WHAT NEEDS TO BE DONE
In the listing, determine how many lines contain "clicks". The reply is that number alone.

DATASET CONTENT

+ + +

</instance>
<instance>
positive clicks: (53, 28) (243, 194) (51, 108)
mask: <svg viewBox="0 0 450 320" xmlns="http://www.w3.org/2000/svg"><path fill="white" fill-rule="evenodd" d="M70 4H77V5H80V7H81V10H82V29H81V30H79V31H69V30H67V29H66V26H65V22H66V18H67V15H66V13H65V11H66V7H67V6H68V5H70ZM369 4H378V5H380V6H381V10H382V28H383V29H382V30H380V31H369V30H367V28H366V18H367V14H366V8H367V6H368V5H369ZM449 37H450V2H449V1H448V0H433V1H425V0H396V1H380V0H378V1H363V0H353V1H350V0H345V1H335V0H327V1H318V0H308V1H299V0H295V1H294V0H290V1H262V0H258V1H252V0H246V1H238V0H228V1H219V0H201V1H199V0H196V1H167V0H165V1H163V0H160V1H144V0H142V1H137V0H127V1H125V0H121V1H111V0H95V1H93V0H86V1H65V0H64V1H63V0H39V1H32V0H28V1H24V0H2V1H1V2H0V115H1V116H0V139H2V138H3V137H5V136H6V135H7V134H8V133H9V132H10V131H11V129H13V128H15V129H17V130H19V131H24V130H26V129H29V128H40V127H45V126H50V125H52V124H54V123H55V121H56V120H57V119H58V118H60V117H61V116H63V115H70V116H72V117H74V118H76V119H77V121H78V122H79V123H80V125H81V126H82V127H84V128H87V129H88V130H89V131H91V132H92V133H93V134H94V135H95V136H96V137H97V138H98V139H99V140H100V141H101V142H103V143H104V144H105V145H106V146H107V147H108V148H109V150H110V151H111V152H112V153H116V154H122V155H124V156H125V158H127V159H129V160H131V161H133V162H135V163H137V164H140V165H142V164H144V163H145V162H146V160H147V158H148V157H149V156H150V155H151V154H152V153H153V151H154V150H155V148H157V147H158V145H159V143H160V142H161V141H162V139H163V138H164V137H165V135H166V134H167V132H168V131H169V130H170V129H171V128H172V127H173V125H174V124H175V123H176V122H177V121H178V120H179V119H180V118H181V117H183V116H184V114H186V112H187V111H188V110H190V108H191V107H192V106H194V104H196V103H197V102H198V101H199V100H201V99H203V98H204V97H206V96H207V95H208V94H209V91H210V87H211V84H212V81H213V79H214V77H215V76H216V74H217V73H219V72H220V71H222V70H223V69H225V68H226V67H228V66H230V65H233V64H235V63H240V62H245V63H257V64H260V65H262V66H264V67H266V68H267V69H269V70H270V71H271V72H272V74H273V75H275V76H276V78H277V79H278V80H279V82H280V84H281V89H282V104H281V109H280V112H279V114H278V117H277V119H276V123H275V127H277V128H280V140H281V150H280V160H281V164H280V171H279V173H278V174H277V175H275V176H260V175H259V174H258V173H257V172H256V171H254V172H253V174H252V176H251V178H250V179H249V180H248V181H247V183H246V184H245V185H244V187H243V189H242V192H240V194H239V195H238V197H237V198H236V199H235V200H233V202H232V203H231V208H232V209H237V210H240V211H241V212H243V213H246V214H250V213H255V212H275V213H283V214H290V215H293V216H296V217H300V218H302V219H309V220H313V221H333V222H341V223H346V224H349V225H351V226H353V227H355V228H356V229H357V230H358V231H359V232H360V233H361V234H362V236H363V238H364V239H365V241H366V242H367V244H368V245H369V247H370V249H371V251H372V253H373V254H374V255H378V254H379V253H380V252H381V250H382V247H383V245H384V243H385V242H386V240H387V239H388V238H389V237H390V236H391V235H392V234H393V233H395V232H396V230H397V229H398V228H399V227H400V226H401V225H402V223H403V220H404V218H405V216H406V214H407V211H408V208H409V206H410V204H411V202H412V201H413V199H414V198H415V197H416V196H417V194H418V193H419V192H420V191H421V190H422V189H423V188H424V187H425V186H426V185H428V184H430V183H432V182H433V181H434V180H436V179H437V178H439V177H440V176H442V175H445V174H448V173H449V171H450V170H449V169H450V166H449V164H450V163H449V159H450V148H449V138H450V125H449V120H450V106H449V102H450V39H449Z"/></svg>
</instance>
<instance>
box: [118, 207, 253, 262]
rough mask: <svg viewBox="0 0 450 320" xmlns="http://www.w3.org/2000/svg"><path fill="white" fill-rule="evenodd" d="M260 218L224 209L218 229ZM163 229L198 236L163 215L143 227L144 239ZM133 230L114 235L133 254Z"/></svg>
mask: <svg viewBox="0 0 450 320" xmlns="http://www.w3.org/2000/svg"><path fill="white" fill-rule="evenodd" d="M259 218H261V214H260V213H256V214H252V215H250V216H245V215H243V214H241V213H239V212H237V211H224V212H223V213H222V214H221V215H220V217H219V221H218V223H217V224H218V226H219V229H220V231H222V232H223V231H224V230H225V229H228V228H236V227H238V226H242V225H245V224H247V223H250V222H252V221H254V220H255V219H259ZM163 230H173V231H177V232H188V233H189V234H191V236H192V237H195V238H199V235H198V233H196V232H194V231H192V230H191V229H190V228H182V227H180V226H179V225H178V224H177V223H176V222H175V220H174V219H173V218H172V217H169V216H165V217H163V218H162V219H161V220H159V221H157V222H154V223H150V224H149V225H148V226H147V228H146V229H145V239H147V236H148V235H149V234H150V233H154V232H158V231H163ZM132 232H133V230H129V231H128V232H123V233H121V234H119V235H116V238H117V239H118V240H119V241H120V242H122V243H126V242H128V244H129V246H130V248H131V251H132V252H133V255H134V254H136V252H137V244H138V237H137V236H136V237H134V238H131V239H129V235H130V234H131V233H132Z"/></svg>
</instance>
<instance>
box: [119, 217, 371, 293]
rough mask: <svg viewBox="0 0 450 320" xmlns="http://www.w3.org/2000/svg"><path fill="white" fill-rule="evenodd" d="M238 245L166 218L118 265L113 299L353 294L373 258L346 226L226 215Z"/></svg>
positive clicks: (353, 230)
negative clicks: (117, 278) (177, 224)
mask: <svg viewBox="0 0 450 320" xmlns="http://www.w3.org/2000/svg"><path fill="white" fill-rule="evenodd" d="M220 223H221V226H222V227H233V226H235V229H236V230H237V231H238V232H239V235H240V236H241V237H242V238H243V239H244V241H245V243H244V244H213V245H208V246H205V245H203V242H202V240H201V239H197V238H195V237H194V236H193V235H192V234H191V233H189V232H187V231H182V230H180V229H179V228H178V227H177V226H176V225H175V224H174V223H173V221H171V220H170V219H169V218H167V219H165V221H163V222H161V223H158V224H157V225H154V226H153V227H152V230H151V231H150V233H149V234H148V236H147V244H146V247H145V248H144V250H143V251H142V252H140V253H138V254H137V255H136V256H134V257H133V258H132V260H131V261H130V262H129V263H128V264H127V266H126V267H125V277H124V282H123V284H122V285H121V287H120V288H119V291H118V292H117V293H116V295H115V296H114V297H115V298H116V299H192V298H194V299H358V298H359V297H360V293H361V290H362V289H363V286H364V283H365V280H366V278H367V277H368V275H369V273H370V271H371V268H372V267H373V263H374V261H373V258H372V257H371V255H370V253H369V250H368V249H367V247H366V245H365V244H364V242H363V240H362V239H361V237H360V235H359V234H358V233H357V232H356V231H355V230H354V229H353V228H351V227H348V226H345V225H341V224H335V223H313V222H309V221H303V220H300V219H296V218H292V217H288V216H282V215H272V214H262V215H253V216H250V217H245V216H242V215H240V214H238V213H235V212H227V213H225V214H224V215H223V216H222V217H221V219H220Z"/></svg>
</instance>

+ + +

THE COMPLETED TASK
3